Depreciation on computer equipment for
financial statement purposes is based on the
straight-line method over estimated useful
lives of four years.

Intangible Assets

Equipment acquisition costs and deferred
expenses, are amortized on a straight-line
basis over two- to-four year lives.
Unamortized acquisition fees and deferred
expenses are charged to amortization expense
when the associated leased equipment is sold.

Cash and Cash Equivalents

The Partnership considers all highly liquid
investments with a maturity of three months
or less to be cash equivalents. Cash
equivalents have been invested in a money
market fund investing directly in Treasury
obligations.






Income Taxes

The Partnership is not subject to federal
income taxes; instead, any taxable income
(loss) is passed through to the partners and
included on their respective income tax
returns.

Taxable income differs from financial
statement net income as a result of reporting
certain income and expense items for tax
purposes in periods other than those used for
financial statement purposes, principally
relating to depreciation, amortization, and
lease income.

Offering Costs

Offering costs are payments for selling
commissions, dealer manager fees,
professional fees and other offering expenses
relating to the syndication. Selling
commissions are 7% of the partners'
contributed capital and dealer manager fees
are 2% of the partners' contributed capital.
These costs have been deducted from
partnership capital in the accompanying
financial statements.

Net Income (Loss) Per Equivalent Limited
Partnership Unit

The net income (loss) per equivalent limited
partnership unit is computed based upon net
income (loss) allocated to the limited
partners and the weighted average number of
equivalent units outstanding during the
period.

Reimbursable Expenses

Reimbursable expenses, which are charged to
the Partnership by CCC in connection with the
administration and operation of the
Partnership, are allocated to the Partnership
based upon several factors including, but not
limited to, the number of investors,
compliance issues, and the number of existing
leases.

#### Raw data:

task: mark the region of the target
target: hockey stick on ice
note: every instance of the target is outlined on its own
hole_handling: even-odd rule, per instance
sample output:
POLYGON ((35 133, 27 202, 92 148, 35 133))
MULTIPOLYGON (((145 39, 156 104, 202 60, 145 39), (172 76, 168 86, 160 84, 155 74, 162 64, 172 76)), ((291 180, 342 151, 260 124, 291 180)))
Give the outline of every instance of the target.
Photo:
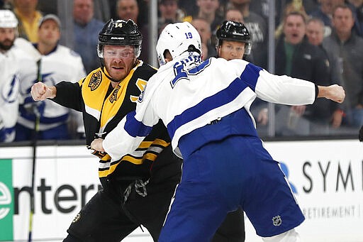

...

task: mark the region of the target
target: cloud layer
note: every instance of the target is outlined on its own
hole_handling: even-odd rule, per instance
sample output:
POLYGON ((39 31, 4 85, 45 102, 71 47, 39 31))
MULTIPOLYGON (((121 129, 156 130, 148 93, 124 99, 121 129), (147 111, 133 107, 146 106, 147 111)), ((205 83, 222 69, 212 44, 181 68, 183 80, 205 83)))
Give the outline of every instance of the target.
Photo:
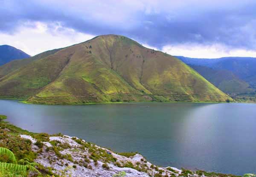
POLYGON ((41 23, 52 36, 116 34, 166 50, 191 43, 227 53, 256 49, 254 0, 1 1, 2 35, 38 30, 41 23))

#### Direction 1:
Answer these questions using the partnership accounting notes:
(a) Over how many years is computer equipment depreciated for financial statement purposes?
(b) What percentage of the partners' contributed capital do selling commissions represent?
(c) In what have the cash equivalents been invested?
#### Direction 2:
Write the next passage of the partnership accounting notes, picking up after the final sentence on reimbursable expenses.
The listing is separate material with no connection to the accounting notes on the partnership.

#### Exercise response 1:
(a) Four years.
(b) 7%.
(c) A money market fund investing directly in Treasury obligations.

#### Exercise response 2:
3. Net Investment in
Direct Financing The following lists the components of the net
Leases investment in direct financing leases as of
June 30, 2003 and December 31, 2002:


June 30, December 31,
2003 2002
-----------------------------

Minimum lease payments
receivable $203,264 $236,208
Less: Unearned revenue 37,679 44,782
----------------------------------------------------------------------
Net investment in direct financing
leases $165,585 $191,426
----------------------------------------------------------------------









The following is a schedule of future minimum
rentals on noncancellable direct financing
leases at June 30, 2003:


Amount
--------

Six Months Remaining December 31, 2003 $ 34,544
Year Ended December 31, 2004 67,488
Year Ended December 31, 2005 67,488
Year Ended December 31, 2006 33,744
--------
$203,264
----------------------------------------------------------------------

4. Computer The Partnership is the lessor of equipment
Equipment under operating leases with periods ranging
from 14 to 37 months. In general, the lessee
pays associated costs such as repairs and
maintenance, insurance and property taxes.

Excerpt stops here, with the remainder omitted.